- _GOAL OF THE EXERCISE_: Copy word for word every line of the listing below, from the line containing "Where can you find the patterned" through the end of the listing, including both ends. Leave the pictures out.

- _DATA SUPPLIED_:

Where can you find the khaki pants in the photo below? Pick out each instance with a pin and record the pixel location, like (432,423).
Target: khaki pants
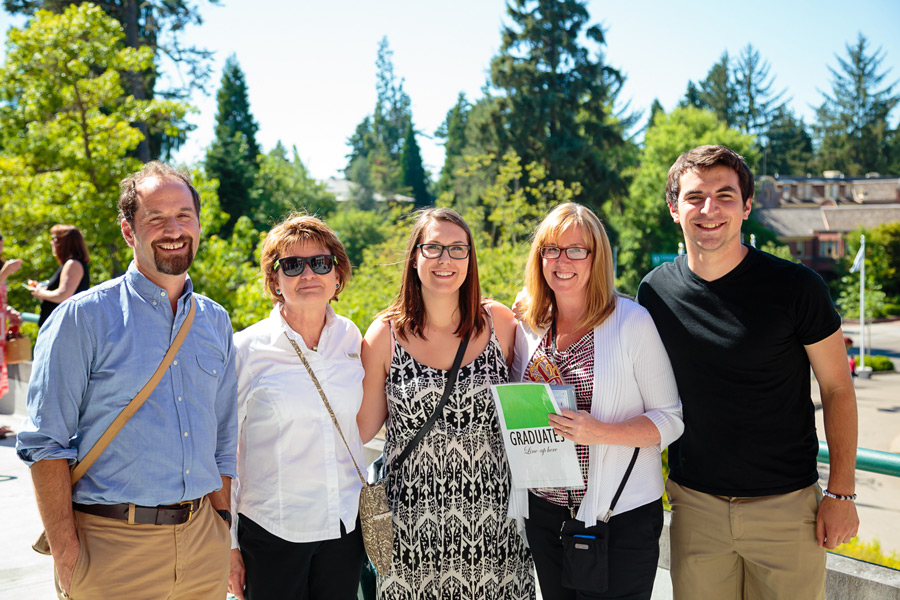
(152,562)
(746,548)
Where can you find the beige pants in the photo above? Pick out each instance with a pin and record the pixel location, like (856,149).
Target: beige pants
(153,562)
(745,548)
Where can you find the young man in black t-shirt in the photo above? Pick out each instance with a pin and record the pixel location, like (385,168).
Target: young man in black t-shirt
(742,328)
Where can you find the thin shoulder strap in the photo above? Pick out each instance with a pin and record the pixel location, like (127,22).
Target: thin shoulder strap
(448,387)
(136,402)
(327,404)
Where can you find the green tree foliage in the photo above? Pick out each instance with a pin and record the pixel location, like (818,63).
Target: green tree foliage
(789,150)
(412,174)
(232,157)
(756,103)
(159,26)
(852,132)
(283,185)
(557,96)
(643,223)
(453,132)
(67,134)
(717,93)
(377,163)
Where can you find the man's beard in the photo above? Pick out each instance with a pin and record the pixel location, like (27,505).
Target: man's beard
(174,264)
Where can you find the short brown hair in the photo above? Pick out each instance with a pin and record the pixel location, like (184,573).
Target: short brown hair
(128,199)
(69,243)
(408,309)
(601,287)
(297,228)
(707,157)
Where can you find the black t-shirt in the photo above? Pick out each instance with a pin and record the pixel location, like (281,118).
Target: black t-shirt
(736,346)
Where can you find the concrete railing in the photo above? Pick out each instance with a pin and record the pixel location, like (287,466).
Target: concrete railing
(847,577)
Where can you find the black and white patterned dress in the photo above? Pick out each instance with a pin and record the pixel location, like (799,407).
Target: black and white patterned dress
(452,538)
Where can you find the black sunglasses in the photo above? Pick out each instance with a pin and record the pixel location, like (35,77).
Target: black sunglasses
(292,266)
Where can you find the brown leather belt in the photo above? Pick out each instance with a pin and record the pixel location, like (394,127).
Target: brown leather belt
(172,514)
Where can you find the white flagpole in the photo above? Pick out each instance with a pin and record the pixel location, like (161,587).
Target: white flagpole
(862,303)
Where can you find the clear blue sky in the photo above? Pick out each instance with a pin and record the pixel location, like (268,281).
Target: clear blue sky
(310,66)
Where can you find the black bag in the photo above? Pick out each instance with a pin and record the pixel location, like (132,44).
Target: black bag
(585,565)
(585,556)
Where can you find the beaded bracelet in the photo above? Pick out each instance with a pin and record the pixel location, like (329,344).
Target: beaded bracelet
(838,496)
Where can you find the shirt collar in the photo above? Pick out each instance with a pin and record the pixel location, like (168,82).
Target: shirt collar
(280,325)
(151,292)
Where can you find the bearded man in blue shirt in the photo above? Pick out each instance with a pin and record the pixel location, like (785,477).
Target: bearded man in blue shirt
(142,522)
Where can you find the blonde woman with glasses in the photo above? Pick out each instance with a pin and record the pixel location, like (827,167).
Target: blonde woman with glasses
(577,330)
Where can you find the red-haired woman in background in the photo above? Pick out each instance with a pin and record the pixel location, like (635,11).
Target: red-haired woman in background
(72,275)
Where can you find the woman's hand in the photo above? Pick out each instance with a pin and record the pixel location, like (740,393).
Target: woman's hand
(578,426)
(582,428)
(236,579)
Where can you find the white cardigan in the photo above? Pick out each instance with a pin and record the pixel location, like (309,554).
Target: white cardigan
(632,376)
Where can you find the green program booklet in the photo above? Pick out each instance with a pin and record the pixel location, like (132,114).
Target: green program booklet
(538,456)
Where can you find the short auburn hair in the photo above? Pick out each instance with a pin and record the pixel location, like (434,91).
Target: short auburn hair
(69,244)
(601,287)
(128,199)
(298,228)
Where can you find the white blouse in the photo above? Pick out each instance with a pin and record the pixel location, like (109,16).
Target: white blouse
(632,376)
(295,477)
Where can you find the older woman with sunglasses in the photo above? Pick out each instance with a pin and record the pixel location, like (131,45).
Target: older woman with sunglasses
(576,330)
(298,535)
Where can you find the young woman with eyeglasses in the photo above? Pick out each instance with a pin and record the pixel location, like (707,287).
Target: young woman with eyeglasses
(576,330)
(297,533)
(452,537)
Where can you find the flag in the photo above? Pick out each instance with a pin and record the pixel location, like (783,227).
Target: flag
(857,262)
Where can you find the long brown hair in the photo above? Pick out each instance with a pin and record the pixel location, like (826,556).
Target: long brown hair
(408,309)
(69,244)
(600,296)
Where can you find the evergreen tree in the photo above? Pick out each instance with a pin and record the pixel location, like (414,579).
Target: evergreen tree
(789,150)
(376,147)
(411,170)
(852,133)
(557,95)
(453,132)
(756,103)
(716,93)
(282,185)
(232,156)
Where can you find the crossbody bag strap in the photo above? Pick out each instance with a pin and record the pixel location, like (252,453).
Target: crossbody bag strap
(136,402)
(630,468)
(327,405)
(448,387)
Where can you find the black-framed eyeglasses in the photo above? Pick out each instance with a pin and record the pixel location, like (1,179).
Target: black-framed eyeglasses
(455,251)
(321,264)
(572,252)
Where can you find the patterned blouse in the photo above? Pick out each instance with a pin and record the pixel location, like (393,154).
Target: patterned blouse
(576,365)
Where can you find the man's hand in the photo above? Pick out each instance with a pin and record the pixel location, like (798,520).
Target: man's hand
(64,560)
(836,522)
(236,578)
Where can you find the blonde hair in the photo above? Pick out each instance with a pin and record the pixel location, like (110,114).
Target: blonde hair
(295,229)
(600,294)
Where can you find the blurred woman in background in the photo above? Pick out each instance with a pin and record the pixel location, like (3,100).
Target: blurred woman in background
(71,277)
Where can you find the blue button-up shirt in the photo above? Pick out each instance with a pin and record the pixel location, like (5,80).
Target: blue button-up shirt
(95,352)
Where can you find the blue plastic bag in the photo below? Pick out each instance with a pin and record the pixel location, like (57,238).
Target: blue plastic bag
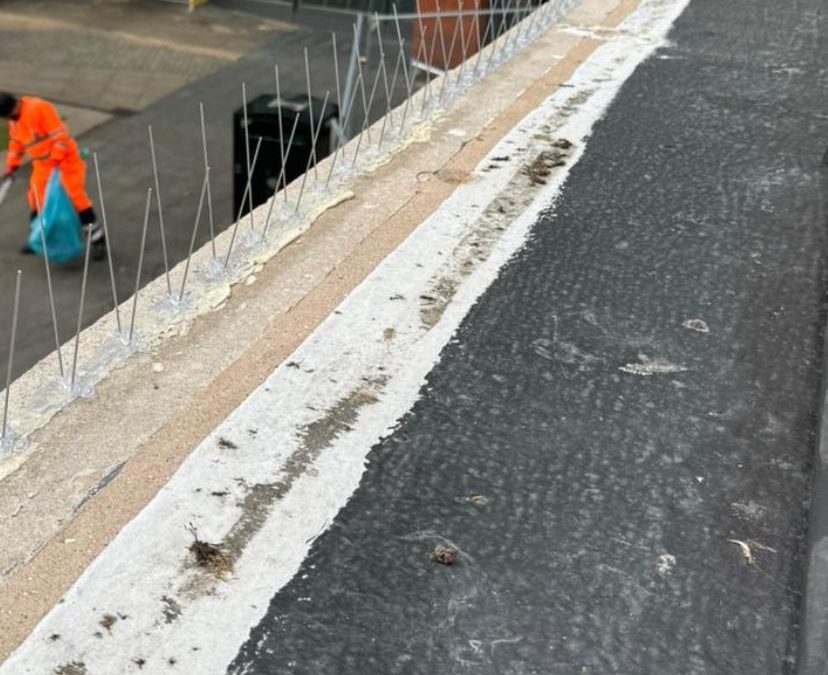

- _RESULT OF THE EXERCISE_:
Where can you find the patterned blouse in the photo above? Pick out each instance with a pin and record the pixel location, like (393,154).
Target: patterned blouse
(576,365)
Where can you find the man's hand in the photo above? Pick out each instance with a pin and record the pixel location, like (798,520).
Target: man's hand
(64,560)
(836,522)
(236,578)
Where can you find the blonde hair in the photo above? Pick out each instance with a pin and record the pixel location, like (110,114).
Target: blonde hair
(295,229)
(600,294)
Where can you find the blurred woman in background in the photo above? Pick out each instance with a pin and record the pixel location, like (3,100).
Target: blurred woman in background
(71,277)
Where can you find the blue button-up shirt in the photo above? Pick out each instance with a pin and record the pixel location, like (5,80).
Target: blue button-up shirt
(95,352)
Where can you find the blue plastic bag in the photo below? Pick out each instance with a pin and record the pixel location, like (57,238).
Target: blue plastic bag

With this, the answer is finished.